[Opening PROVIDED PASSAGE section]

As a result, residential services eventually started to burn me out. At this time, I was 30 years old, and had moved in and out of my parent’s house multiple times for a variety of reasons. I had also realized I didn’t want my boss’ job despite being ready for it. I’d put so much time and effort into my career and now what? I felt lost.
One thing I knew was that I needed a change and that I was at a time in my life where I realized my career didn’t always need to be my number one priority. And for that matter, I wouldn’t be able to keep up with the pace I was going at for the rest of my life. I wanted to find love, marry, have a family, and spend quality time with my friends and family who up until now, I’d allowed to be second to my work.
To change this, I hopped across the “pond” of social services to the other side and tried something totally different: policy social work. It was a macro job for me whereas everything I’d known until now was micro or clinical, where I worked with individuals to improve their lives. Now, I was an advocate, a lobbyist, for those providing services to individuals in need. I worked to improve systems and policies for both clients and providers. I had my Monday through Friday, 9 – 5 job, and was never on-call! I was able to reclaim my social and family life, and it was glorious. Even though I’d originally made a choice to prioritize my personal life with the quality of life this job offered me, I ended up still having a win for my career. I held this job for three years, and despite having taken a risk, a chance on trying it out, it greatly, and unexpectedly, diversified and advanced my career. I am now a more well-rounded and versatile social worker because of this role.

[Closing PROVIDED PASSAGE section]
[Opening EXERCISE DATA section]

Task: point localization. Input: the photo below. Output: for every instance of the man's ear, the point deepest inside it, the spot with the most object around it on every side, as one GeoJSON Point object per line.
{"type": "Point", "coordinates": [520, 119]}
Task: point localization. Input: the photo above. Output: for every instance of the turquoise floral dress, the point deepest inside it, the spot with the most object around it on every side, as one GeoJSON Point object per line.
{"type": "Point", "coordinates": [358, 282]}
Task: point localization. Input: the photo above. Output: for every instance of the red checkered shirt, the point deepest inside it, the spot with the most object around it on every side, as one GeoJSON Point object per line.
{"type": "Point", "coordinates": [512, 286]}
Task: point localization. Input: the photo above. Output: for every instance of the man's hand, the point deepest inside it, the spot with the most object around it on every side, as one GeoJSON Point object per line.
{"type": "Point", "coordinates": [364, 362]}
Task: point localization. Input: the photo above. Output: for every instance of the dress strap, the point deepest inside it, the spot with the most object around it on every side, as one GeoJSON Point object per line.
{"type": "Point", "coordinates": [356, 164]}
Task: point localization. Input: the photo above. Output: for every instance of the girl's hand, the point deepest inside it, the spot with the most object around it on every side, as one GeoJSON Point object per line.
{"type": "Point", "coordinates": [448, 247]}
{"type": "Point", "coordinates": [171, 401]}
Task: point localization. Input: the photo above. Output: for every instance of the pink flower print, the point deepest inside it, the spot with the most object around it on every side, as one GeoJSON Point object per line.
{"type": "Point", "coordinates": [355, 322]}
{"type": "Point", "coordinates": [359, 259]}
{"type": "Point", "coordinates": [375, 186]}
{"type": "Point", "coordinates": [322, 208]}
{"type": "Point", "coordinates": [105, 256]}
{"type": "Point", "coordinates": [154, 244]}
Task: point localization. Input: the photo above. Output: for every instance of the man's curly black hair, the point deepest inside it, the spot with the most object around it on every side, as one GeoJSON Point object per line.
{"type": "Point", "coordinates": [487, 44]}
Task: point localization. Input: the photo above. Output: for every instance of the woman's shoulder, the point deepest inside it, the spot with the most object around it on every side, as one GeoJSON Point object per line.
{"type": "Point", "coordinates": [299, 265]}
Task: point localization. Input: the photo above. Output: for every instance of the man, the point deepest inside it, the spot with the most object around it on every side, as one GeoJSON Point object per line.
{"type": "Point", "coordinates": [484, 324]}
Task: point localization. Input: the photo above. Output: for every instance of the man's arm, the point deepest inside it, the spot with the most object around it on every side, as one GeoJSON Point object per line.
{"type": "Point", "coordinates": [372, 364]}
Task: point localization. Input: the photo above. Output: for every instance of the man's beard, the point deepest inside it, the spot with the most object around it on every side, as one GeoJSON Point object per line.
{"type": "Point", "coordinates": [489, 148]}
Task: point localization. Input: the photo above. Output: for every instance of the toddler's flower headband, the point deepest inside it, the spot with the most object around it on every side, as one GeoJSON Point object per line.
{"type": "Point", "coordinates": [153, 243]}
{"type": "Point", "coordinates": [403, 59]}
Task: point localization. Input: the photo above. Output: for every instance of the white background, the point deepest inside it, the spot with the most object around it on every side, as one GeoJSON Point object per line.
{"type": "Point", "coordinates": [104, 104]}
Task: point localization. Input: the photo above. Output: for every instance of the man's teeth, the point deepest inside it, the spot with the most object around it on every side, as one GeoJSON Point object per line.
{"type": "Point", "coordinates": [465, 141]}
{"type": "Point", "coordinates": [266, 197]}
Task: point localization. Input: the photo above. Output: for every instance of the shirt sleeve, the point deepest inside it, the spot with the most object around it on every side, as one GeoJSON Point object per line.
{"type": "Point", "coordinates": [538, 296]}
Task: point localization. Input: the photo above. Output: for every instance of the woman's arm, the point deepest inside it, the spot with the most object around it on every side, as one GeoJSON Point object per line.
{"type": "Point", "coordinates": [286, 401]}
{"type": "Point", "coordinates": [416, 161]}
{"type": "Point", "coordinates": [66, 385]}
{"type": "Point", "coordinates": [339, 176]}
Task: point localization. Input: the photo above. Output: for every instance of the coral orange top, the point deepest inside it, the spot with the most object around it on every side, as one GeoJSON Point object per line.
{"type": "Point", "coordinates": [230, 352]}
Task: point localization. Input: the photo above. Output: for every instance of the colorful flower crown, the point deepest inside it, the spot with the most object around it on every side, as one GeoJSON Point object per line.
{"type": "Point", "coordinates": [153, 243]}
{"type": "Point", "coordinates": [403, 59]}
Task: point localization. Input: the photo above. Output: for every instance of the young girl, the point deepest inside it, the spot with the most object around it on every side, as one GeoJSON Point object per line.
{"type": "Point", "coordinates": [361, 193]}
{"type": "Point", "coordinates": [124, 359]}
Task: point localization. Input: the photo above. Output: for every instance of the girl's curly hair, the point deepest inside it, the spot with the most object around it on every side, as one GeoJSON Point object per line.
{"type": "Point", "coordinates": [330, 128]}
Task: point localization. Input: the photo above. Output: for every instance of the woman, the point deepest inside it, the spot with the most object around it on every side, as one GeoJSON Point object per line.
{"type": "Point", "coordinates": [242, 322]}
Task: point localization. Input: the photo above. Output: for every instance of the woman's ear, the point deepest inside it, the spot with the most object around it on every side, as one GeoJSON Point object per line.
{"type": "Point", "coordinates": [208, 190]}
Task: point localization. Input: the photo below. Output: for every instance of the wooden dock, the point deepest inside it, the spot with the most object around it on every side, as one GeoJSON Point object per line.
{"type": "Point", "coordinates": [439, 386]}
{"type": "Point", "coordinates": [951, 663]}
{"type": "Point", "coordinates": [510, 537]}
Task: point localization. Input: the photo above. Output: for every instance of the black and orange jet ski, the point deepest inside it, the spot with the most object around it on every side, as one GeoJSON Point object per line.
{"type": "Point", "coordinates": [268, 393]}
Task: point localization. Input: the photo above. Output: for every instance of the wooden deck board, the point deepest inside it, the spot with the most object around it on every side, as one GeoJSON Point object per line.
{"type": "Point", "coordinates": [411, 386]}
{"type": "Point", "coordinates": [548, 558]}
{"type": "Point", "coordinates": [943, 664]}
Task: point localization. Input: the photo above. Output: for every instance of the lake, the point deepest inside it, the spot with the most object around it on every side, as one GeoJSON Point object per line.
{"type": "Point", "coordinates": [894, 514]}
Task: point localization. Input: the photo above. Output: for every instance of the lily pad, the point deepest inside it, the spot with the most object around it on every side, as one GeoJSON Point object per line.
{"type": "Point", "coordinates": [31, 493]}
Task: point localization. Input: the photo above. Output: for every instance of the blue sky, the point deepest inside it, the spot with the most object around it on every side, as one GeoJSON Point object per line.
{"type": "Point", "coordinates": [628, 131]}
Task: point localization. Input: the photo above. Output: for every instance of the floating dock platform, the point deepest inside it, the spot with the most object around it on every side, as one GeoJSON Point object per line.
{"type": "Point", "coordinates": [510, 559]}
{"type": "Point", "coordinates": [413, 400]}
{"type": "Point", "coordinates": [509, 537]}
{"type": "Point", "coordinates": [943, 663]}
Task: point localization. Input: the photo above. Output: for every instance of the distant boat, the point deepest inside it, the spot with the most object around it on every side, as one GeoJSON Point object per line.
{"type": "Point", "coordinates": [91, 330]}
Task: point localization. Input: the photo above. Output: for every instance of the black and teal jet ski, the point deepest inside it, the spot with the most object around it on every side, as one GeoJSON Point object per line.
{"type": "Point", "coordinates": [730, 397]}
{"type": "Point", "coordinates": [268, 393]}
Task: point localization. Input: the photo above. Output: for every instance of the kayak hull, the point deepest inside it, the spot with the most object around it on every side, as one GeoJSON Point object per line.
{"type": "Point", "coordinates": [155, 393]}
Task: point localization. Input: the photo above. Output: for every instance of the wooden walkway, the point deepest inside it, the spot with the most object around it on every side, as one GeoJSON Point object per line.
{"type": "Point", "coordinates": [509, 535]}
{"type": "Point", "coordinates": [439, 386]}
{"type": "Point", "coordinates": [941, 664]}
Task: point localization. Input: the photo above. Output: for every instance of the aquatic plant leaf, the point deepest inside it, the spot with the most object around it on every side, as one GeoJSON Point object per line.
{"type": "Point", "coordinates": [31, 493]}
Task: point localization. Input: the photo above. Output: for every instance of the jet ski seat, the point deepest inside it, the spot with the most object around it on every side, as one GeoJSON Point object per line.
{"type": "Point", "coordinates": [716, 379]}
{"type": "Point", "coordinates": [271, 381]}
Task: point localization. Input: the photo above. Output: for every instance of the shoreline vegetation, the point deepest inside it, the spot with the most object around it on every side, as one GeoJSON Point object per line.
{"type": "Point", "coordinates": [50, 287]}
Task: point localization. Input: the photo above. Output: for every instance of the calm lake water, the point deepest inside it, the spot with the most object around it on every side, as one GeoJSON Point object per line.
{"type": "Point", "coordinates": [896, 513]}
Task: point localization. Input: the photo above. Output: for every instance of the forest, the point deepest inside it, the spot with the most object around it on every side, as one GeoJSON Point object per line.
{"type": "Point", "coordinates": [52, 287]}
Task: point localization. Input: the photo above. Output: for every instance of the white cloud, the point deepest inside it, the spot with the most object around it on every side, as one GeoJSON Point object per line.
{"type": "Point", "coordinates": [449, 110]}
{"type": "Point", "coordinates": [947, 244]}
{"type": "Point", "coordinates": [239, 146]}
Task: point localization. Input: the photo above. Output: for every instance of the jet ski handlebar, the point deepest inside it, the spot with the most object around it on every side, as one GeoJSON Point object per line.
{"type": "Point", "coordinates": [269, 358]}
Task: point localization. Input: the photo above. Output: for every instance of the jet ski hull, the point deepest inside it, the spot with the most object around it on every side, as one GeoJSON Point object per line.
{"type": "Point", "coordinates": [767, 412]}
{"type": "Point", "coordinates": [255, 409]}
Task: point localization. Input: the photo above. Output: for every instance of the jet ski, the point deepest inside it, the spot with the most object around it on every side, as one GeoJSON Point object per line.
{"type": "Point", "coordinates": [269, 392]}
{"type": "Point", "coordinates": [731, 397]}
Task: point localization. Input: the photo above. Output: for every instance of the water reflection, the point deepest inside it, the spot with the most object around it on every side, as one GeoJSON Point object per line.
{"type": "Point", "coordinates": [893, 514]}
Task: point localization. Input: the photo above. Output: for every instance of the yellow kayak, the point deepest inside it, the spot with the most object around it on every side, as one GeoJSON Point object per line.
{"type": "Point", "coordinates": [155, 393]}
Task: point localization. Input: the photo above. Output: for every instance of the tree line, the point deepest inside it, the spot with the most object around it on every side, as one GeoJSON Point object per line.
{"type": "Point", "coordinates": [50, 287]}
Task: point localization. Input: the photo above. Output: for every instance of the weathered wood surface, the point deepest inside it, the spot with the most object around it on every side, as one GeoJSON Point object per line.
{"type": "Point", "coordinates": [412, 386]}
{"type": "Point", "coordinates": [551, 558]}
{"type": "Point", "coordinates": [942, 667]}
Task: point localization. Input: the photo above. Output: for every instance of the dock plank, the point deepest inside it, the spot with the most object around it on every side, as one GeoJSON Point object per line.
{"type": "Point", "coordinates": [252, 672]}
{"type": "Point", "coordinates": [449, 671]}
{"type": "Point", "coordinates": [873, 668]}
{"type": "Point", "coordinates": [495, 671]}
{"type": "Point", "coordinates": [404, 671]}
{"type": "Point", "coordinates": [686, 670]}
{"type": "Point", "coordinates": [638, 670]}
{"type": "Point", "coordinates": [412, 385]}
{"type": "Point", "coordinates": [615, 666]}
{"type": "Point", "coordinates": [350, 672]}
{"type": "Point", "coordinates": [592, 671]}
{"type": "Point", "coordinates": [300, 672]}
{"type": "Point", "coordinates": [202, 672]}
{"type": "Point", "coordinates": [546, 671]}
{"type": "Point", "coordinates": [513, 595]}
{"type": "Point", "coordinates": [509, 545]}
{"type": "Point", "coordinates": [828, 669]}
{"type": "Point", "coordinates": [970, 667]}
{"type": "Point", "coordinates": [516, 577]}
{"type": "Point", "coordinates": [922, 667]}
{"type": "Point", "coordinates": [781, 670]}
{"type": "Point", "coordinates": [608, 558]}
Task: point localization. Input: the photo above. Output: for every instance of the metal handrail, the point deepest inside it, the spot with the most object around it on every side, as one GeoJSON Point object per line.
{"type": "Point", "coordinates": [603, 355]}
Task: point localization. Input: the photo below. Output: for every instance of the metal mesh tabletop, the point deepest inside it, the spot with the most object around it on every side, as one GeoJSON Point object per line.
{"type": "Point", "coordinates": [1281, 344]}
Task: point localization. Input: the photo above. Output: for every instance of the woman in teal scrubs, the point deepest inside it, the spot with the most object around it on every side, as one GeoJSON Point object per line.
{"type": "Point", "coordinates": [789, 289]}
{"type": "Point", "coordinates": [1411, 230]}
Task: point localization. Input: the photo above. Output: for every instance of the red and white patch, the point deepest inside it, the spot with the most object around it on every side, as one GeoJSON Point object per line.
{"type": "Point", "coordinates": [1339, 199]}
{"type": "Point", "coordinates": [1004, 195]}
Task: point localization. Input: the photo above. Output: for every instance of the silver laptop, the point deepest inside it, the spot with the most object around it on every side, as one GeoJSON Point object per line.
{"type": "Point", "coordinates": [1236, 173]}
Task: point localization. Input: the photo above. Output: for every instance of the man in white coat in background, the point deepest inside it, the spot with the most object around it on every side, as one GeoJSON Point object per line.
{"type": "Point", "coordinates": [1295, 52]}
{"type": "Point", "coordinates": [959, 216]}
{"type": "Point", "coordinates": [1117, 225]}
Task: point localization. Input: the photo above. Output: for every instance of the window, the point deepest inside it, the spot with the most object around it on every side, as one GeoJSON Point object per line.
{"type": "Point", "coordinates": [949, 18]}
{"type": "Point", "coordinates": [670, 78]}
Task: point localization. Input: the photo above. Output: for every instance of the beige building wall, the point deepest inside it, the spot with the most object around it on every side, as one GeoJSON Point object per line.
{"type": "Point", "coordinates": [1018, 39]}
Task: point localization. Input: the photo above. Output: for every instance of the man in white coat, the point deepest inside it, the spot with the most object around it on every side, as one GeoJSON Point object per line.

[Closing EXERCISE DATA section]

— TASKS FOR THIS EXERCISE —
**a.** From the passage on a social work career change, copy the words starting with "One thing I" and going on through "to my work.".
**b.** Turn the paragraph that begins "To change this, I hopped across" in the passage on a social work career change into a short bulleted list that keeps its main facts.

— RESULTS BY TASK —
**a.**
One thing I knew was that I needed a change and that I was at a time in my life where I realized my career didn’t always need to be my number one priority. And for that matter, I wouldn’t be able to keep up with the pace I was going at for the rest of my life. I wanted to find love, marry, have a family, and spend quality time with my friends and family who up until now, I’d allowed to be second to my work.

**b.**
- Switched from micro or clinical social work, helping individuals directly, to macro policy social work.
- Worked as an advocate and lobbyist for those providing services to people in need, improving systems and policies for clients and providers.
- Had a Monday through Friday, 9–5 job with no on-call duty, which let me reclaim my social and family life.
- Though I chose the job for my personal life, it also turned out to be a win for my career.
- Held the job for three years. Taking that risk unexpectedly diversified and advanced my career and made me a more well-rounded and versatile social worker.